Exercise instructions:
(1) In the passage on community-built datasets, for about how long has MusicBrainz been powering the BBC Music website?
(2) Reproduce the passage on community-built datasets word for word, starting at the words "I think MusicBrainz" and stopping after "progressively more open.".
(3) Continue the passage on community-built datasets, picking up after its final sentence.

Text extract:
○ ○ ○ ○ ○ ○ ○

Or there’s Old Weather, which I might get involved with. In that project you can help to build a picture of our historical climate by transcribing the weather reports that whaling ship captains wrote in their logs. By collecting that information we can build a dataset that tells us more about our climate.

I think its a really innovative way to use historical documents.


This is my fourth and favourite example. MusicBrainz is a database of music metadata: information about artists, albums, and tracks. It was created in direct response to commercial music databases that were asking people to contribute to their dataset, but then were taking all of the profits and not returning any value to the community. MusicBrainz created a free, open alternative.

I think MusicBrainz is the first open dataset I first got involved with. I wrote a client library to help developers use the data. (14 years ago, and you’re still talking about it – Ed)

MusicBrainz has also grown a commercial ecosystem around it, which has helped it be sustainable. There are a number of projects that use the dataset, including Spotify. And its been powering the BBC Music website for about ten years.


My fifth example, Discogs is also a music dataset. But its a dataset about vinyl releases. So it focuses more on the releases, labels, etc. Discogs is a little different because it started as, and still is a commercial service. At its core its a marketplace for record collectors. But to power that marketplace you need a dataset of vinyl releases. So they created tools to help the community build it. And, over time, its become progressively more open.

Today all of the data is in the public domain.

○ ○ ○ ○ ○ ○ ○

Data rows:
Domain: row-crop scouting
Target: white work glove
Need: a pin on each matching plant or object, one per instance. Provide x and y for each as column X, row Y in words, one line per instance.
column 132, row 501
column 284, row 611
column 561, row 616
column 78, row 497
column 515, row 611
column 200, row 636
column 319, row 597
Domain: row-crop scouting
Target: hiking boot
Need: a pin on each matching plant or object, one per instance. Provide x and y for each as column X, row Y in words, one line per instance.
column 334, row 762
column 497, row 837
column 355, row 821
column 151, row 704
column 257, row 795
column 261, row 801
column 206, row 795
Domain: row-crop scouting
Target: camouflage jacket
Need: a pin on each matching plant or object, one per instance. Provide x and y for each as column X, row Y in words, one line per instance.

○ ○ ○ ○ ○ ○ ○

In response:
(1) For about ten years.

(2)
I think MusicBrainz is the first open dataset I first got involved with. I wrote a client library to help developers use the data. (14 years ago, and you’re still talking about it – Ed)

MusicBrainz has also grown a commercial ecosystem around it, which has helped it be sustainable. There are a number of projects that use the dataset, including Spotify. And its been powering the BBC Music website for about ten years.


My fifth example, Discogs is also a music dataset. But its a dataset about vinyl releases. So it focuses more on the releases, labels, etc. Discogs is a little different because it started as, and still is a commercial service. At its core its a marketplace for record collectors. But to power that marketplace you need a dataset of vinyl releases. So they created tools to help the community build it. And, over time, its become progressively more open.

(3)
My sixth example is OpenPlaques. It’s a database of the commemorative plaques that you can see dotted around on buildings and streets. The plaques mark that an important event happened in that building, or that someone famous was born or lived there. Volunteers take photos of the plaques and share them with the service, along with the text and names of anyone who might be mentioned in the plaque.

It provides a really interesting way to explore the historical information in the context of cities and buildings. All of the information is linked to Wikipedia so you can find out more information.


My seventh example is Rebrickable which you’re unlikely to have heard about. I’m cheating a little here as its a service and not strictly a dataset. But its Lego, so I had to include it.

Rebrickable has a big database of all the official lego sets and what parts they contain. If you’re a fan of lego (they’re called AFOLS – Ed) design and create your own custom lego models (they’re known as MOCS – Ed) then you can upload the design and instructions to the service in machine-readable LEGO CAD formats.

Rebrickable exposes all of the information via an API under a liberal licence. So people can build useful tools. For example using the service you can find out which other official and custom sets you can build with bricks you already own.

Grand Comics Database

My eighth and final example is the Grand Comics Database. It’s also the oldest project as it was started in 1994. The original creators started with desktop tools before bringing it to the web.

It’s a big database of 1.3m comics. It contains everything from The Dandy and The Beano through to Marvel and DC releases. Its not just data on the comics, but also story arcs, artists, authors, etc. If you love comics you’ll love GCD. I checked and this weeks 2000AD (published 2 days ago – Ed) is in there already.

So those are my examples of places where you could contribute to open data.

Open data is an enabler

The interesting thing about them all is that open data is an enabler. Open data isn’t creating economic growth, or being used as a business model. Open licensing is being applied as a tool.

It creates a level playing field that means that everyone who contributes has an equal stake in the results. If you and I both contribute then we can both use the end result for any purpose. A commercial organisation is not extracting that value from us.

Open licensing can help to encourage people to share what they know, which is the reason the web exists.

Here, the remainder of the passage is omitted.